STATED TASK A = In the court excerpt on the six-month limitation period, what is described as the preferred practice for waiving that period?
STATED TASK B = Carry on the court excerpt on the six-month limitation period, beginning after its final sentence.

PAGE TEXT =
============
786.(1) Except where otherwise provided by law, this Part applies to proceedings as defined in this Part.

 

(2) No proceedings shall be instituted more than six months after the time when the subject-matter of the proceedings arose, unless the prosecutor and the defendant so agree.

786.(1) Sauf disposition contraire de la loi, la présente partie s'applique aux procédures définies dans cette partie.

 

(2) À moins d'une entente à l'effet contraire entre le poursuivant et le défendeur, les procédures se prescrivent par six mois à compter du fait en cause.

 

(emphasis added)

 

[44]           The closing words of subsection 786(2) are particularly relevant in the context of this case since the question in issue is whether the prosecutor and the appellant agreed to proceed with the charge of simple possession, knowing that the limitation period had expired. The error of law alleged by the appellant can only be established if Count 2 of the Indictment, relating to possession of marihuana, was in fact statute barred and the prosecutor and the appellant had not agreed to waive the limitation period. Consent can be explicit or it can be implied from all of the surrounding circumstances. Clearly, an explicit waiver, noted on the Court record, is the preferred practice but the absence of an explicit waiver does not preclude the Court from drawing the inference, on the basis of the surrounding circumstances, that the appellant did in fact waive his right to the benefit of the limitation period: see R. v. Morin, [1992] 1 S.C.R. 771, at paragraphs 37 and 38. .
============
PROVIDED DATA =
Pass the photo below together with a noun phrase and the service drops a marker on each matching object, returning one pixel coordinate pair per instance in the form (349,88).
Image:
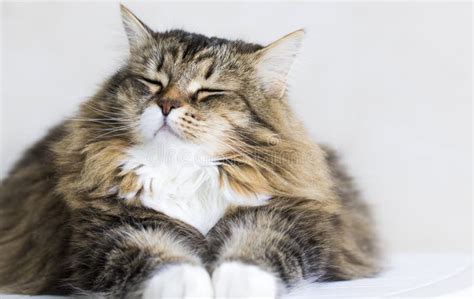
============
OUTPUT A = An explicit waiver noted on the Court record.

OUTPUT B =
 

[45]           The issue of the limitation period cannot have gone unnoticed, given the discussion before the Military Judge as to whether the appellant had more or less than 30 grams of marihuana in his possession. The Military Judge's conclusion that the appellant's possession was limited to less than 30 grams of marihuana, and was therefore a summary conviction offence, had two important consequences: the maximum punishment was a fine of $1,000 or a period of incarceration to a maximum of six months or both, and the limitation period for prosecution was six months. It is improbable that counsel were aware of one of those consequences but not of the other.

 

[46]           The appellant was represented by experienced counsel who negotiated a plea bargain with the prosecutor. It appears that the original agreement was that the appellant would plead guilty to the lesser charge of simple possession of marihuana and in return the prosecutor would lead no evidence on the more serious charge of trafficking in a controlled substance (Count 1). A dismissal of the charge of trafficking would act as a defence of autrefois acquit, in any subsequent attempt to prosecute the appellant on that charge.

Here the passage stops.